- Page extract -
■ ■ ■ ■ ■ ■ ■
#1415 How many of Nostradamus’s predictions have come true?

How many of Nostradamus’s predictions have come true?

How many of Nostradamus’s predictions have come true? The number of Nostradamus’s predictions that have come true depends very heavily on how you want to look at it. If you are asking how many have come true, then the answer is 0. If you are asking how many can be made to sound as though they have come true, then the answer is pretty much all of them.

Nostradamus was born in France in 1503, and he died there in 1566. His full name was Michel de Nostredame and he worked as an apothecary and then as an astrologer. He wrote several almanacs, which are annual calendars of important dates and statistical information. This is where he started to publish his astrological charts and prophecies. He used the Latin version of his name, “Nostradamus” on the books because he thought it would look better. His almanacs, prophecies, and astrological charts became popular, and he turned into something of a famous occultist. He was hired to write horoscopes for a lot of wealthy and powerful people, even members of various royal families. He had a lot of wealthy benefactors, and he lived a life of luxury. Despite that, he did see a lot of suffering. He lived through two plagues and his first wife, and his children all died. He remarried to a rich widow, and they had six children together.

There is no definitive figure, but throughout his life, Nostradamus wrote over 7,000 prophecies. He wrote 6,338 prophecies in his yearly almanacs. These were short and were predictions aimed at the relatively near future. They connected heavily to the astrological charts he made for the books. Then, when he realized how popular the prophecies in the almanacs were, he wrote his books of prophecies that predicted numerous things over the next 2,000 years. He even predicted the end of the world, which is supposed to be in 3797. His goal was to write ten books of 100 prophecies each, divided up into “centuries”. He ended up dying before he could finish the last one and so there are only 941 prophecies. I’m sorry, but you would think that if he was the great prophet that people say he is, he would have known that he was going to die and would have worked a little bit faster. Just saying.
■ ■ ■ ■ ■ ■ ■
- Exercise tasks -
1/ Reproduce the full text on Nostradamus's predictions with every word unchanged.
2/ In the records, rewrite the lines starting at the one containing "output [[183, 186]]." and ending at the one containing "[[178, 116]]", substituting "pier" for "dock" and keeping everything else identical. Return only those lines.
■ ■ ■ ■ ■ ■ ■
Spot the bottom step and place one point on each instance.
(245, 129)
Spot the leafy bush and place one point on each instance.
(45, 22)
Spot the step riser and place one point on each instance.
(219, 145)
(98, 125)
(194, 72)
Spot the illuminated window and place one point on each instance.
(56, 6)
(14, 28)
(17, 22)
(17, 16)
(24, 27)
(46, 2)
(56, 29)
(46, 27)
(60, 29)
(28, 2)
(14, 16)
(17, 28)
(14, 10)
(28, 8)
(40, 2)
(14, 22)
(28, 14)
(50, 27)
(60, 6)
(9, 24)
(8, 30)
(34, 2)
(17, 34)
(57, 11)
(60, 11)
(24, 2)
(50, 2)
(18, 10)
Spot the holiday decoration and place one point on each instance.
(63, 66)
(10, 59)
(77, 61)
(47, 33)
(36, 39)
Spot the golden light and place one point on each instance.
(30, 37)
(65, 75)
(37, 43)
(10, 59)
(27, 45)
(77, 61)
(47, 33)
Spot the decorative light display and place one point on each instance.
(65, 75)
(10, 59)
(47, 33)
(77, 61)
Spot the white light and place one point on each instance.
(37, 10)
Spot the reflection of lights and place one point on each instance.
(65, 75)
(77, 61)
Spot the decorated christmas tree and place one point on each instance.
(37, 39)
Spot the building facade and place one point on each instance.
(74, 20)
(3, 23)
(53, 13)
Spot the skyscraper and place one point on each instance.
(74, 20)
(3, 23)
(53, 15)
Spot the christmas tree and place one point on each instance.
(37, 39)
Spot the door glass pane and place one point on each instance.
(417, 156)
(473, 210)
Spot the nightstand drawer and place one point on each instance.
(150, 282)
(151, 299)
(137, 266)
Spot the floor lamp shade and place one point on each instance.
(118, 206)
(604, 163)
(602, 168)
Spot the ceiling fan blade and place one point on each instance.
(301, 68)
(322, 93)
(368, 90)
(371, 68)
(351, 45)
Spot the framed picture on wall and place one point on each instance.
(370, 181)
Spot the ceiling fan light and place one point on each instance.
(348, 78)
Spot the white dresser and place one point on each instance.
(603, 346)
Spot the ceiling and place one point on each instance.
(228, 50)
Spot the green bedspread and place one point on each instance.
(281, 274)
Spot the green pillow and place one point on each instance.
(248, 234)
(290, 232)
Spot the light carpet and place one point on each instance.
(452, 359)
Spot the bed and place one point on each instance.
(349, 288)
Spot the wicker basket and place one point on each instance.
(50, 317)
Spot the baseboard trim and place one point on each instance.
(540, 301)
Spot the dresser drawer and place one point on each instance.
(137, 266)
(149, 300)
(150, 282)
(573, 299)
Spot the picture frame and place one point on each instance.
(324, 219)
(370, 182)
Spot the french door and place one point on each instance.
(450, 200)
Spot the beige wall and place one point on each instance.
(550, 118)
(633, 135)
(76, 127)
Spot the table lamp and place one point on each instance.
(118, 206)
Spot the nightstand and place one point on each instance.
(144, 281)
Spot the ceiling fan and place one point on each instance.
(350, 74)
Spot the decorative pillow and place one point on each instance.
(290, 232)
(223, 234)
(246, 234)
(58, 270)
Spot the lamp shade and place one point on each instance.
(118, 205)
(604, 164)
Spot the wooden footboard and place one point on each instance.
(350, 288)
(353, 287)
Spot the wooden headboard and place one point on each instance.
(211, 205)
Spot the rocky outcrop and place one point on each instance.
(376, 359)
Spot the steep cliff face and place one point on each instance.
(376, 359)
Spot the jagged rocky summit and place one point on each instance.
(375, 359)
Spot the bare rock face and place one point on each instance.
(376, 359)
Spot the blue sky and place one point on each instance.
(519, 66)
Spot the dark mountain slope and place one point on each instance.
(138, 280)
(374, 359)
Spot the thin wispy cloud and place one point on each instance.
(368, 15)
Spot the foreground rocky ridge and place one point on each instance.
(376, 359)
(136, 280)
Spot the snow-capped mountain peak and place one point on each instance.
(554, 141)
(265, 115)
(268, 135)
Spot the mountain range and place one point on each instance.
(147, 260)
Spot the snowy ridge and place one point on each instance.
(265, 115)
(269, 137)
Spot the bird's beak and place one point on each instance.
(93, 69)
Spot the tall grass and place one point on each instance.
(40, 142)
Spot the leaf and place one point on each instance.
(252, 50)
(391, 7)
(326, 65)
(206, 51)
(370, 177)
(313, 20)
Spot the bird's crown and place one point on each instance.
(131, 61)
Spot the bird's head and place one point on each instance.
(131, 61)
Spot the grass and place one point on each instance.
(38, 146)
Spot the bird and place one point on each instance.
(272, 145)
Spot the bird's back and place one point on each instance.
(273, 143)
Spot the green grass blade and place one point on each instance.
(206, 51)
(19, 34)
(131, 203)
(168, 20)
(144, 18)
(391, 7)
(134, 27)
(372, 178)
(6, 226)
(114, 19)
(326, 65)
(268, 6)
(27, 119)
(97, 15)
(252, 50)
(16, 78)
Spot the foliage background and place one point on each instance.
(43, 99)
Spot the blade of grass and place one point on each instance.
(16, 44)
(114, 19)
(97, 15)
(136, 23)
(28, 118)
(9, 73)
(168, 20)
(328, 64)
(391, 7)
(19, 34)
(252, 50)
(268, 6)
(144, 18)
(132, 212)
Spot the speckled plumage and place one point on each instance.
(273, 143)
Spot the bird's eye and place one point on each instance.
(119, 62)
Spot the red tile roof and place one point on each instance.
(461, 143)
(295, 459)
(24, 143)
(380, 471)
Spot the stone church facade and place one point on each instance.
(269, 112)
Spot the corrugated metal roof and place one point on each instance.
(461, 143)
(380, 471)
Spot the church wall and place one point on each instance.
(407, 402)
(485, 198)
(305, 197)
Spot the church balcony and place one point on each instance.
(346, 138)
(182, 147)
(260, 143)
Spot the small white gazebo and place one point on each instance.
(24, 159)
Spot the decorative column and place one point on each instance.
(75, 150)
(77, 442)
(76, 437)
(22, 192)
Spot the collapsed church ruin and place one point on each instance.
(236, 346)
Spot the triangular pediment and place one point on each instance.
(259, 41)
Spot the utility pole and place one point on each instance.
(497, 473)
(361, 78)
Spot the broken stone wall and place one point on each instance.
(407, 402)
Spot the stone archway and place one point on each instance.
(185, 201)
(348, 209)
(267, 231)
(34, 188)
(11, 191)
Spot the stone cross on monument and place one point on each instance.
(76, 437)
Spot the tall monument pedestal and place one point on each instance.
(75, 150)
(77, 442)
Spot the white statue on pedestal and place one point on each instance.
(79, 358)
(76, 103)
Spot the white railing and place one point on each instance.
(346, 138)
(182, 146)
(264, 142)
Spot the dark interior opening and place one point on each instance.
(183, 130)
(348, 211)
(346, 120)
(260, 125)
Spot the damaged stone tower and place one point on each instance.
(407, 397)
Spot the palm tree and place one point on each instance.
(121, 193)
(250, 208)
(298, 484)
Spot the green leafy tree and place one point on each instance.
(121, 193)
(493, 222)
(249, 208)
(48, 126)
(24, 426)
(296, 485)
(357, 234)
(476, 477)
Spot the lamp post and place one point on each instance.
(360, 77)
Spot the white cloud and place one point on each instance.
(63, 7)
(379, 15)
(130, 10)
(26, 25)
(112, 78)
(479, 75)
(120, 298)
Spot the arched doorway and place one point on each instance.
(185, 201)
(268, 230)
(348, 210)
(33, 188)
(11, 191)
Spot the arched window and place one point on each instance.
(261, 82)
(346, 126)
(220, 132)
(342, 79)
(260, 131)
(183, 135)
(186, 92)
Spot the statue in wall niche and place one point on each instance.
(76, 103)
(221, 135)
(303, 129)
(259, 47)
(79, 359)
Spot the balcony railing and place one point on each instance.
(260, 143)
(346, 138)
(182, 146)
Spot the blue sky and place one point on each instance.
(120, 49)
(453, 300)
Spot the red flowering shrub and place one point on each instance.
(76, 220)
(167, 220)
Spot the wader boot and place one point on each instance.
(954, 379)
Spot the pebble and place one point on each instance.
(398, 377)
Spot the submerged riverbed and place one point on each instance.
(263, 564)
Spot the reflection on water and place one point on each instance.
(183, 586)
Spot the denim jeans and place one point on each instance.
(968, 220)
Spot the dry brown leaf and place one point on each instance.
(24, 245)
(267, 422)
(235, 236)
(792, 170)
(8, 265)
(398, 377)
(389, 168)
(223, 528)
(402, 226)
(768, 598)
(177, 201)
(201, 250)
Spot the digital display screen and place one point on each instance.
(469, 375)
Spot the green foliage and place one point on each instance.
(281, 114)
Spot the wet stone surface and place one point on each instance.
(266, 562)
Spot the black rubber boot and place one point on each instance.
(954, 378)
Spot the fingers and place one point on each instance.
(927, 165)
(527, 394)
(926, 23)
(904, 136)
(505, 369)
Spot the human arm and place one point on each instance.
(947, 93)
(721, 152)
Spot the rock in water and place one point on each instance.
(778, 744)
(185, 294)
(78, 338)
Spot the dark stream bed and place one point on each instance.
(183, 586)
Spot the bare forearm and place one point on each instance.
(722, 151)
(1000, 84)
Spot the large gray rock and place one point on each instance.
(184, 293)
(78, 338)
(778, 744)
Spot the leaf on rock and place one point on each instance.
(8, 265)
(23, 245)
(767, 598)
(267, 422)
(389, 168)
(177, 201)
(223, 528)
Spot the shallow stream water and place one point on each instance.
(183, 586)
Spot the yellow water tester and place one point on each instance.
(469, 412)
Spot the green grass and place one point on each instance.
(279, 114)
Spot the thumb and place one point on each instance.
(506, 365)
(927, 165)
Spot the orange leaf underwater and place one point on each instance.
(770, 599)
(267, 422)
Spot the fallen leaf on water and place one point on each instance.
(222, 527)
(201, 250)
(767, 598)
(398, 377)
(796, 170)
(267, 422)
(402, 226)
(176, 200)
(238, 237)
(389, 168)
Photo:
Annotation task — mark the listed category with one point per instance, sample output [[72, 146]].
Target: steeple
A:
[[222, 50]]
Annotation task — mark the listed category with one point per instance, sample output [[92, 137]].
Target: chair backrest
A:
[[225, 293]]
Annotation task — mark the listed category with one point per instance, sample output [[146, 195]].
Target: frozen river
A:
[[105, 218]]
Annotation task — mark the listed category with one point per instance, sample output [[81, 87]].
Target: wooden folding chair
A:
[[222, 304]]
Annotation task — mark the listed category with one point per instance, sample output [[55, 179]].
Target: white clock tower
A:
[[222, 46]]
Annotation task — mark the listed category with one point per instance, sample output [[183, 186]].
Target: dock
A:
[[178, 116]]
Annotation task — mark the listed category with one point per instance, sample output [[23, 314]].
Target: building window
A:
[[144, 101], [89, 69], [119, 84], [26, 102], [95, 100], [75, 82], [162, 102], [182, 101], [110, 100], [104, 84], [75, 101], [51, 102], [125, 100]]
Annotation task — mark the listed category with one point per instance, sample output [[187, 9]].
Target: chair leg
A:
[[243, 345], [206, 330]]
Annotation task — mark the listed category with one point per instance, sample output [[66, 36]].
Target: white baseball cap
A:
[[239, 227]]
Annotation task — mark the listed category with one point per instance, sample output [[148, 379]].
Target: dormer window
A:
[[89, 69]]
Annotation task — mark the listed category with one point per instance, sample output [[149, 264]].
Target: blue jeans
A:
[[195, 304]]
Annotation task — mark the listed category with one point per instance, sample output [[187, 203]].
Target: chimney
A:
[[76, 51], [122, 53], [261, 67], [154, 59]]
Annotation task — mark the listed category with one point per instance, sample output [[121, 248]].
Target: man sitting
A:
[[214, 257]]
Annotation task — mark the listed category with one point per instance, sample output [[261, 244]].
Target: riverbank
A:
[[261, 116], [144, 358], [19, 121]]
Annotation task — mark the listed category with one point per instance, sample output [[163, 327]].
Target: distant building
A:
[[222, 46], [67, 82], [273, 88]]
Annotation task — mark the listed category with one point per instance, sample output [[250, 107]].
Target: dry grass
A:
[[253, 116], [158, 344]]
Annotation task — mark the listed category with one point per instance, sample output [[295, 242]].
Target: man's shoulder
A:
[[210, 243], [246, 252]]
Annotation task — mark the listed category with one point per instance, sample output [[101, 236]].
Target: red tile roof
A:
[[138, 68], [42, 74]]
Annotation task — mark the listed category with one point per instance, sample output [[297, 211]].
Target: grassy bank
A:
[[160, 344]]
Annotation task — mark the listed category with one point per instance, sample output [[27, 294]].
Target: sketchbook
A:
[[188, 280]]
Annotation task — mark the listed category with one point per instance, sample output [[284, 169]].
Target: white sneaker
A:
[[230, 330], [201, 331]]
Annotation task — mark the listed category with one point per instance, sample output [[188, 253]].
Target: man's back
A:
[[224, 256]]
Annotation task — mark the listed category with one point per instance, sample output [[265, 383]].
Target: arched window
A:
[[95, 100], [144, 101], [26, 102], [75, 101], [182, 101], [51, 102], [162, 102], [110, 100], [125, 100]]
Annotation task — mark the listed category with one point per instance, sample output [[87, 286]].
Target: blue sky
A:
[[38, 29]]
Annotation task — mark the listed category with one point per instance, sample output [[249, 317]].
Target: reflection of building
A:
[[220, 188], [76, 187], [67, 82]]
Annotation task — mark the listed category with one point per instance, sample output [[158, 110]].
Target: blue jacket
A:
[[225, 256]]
■ ■ ■ ■ ■ ■ ■
- Solutions to the exercise -
1/
#1415 How many of Nostradamus’s predictions have come true?

How many of Nostradamus’s predictions have come true?

How many of Nostradamus’s predictions have come true? The number of Nostradamus’s predictions that have come true depends very heavily on how you want to look at it. If you are asking how many have come true, then the answer is 0. If you are asking how many can be made to sound as though they have come true, then the answer is pretty much all of them.

Nostradamus was born in France in 1503, and he died there in 1566. His full name was Michel de Nostredame and he worked as an apothecary and then as an astrologer. He wrote several almanacs, which are annual calendars of important dates and statistical information. This is where he started to publish his astrological charts and prophecies. He used the Latin version of his name, “Nostradamus” on the books because he thought it would look better. His almanacs, prophecies, and astrological charts became popular, and he turned into something of a famous occultist. He was hired to write horoscopes for a lot of wealthy and powerful people, even members of various royal families. He had a lot of wealthy benefactors, and he lived a life of luxury. Despite that, he did see a lot of suffering. He lived through two plagues and his first wife, and his children all died. He remarried to a rich widow, and they had six children together.

There is no definitive figure, but throughout his life, Nostradamus wrote over 7,000 prophecies. He wrote 6,338 prophecies in his yearly almanacs. These were short and were predictions aimed at the relatively near future. They connected heavily to the astrological charts he made for the books. Then, when he realized how popular the prophecies in the almanacs were, he wrote his books of prophecies that predicted numerous things over the next 2,000 years. He even predicted the end of the world, which is supposed to be in 3797. His goal was to write ten books of 100 prophecies each, divided up into “centuries”. He ended up dying before he could finish the last one and so there are only 941 prophecies. I’m sorry, but you would think that if he was the great prophet that people say he is, he would have known that he was going to die and would have worked a little bit faster. Just saying.

2/
Annotation task — mark the listed category with one point per instance, sample output [[183, 186]].
Target: pier
A:
[[178, 116]]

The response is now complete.